··· Supplied passage

Siri Hustvedt The Summer Without Men This is quite a pleasant read, though in part I think that the various storylines don’t really gel, or at least do not coalesce in a way which makes thebook more than the sum of its parts. The most interesting parts of this for me was the contemplation of how close we live to our own insanity, when our expectations about the world are suddenly transformed, sometimes there is no place to go but insane. As the story of a woman finding her way back from this kind of traumatic break, it holds some interesting ideas about how one negotiates the world and the future. And then it wanders off into twee storylines about making teenagers like each other more through poetry. There are some interesting vignettes and some nice characters, but overall it doesn’ t quite hang together as well as it could and occasionally seems like a lot of fragments of Good Ideas have been smooshed together. But then again, maybe that is supposed to reflect the disorder of rethinking one’s life.

······

Given task 1: According to the book review, what do the twee storylines try to make teenagers do, and by what means?

··· Data lines

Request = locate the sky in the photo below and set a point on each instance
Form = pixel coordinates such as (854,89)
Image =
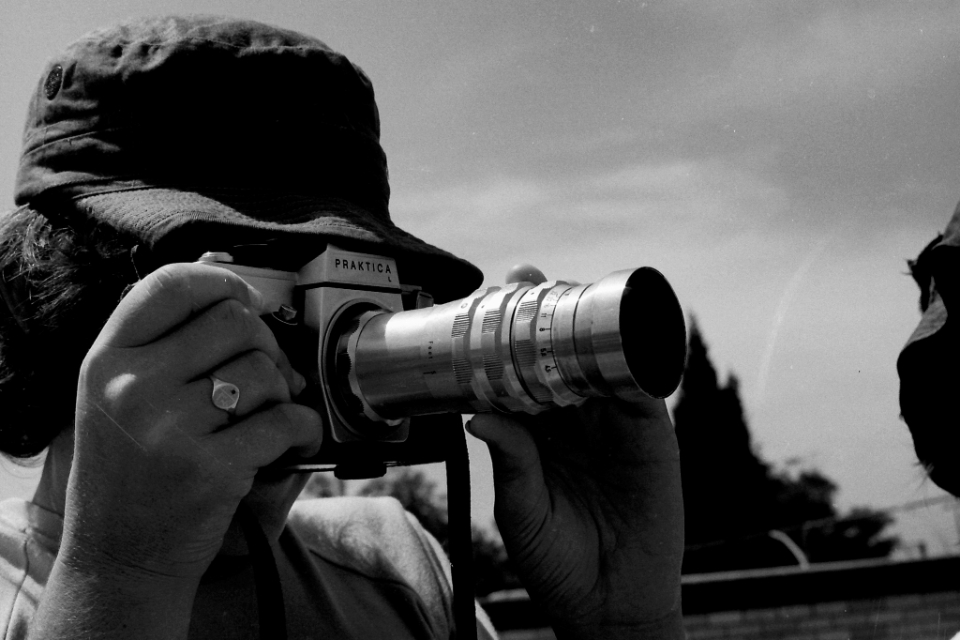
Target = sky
(778,161)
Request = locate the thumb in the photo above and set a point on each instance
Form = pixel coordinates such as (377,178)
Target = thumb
(171,295)
(518,480)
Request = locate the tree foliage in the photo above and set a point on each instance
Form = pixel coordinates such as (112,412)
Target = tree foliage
(733,499)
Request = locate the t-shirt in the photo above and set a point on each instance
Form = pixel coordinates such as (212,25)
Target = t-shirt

······

Given task 2: Rewrite the part of the rows that opens with the line containing "Request = locate the t-shirt" and runs through the end of the rows, substituting "jersey" for "t-shirt" and leaving everything else unchanged.

Expected output 1: Like each other more, through poetry.

Expected output 2:
Request = locate the jersey in the photo above and set a point on each instance
Form = pixel coordinates such as (212,25)
Target = jersey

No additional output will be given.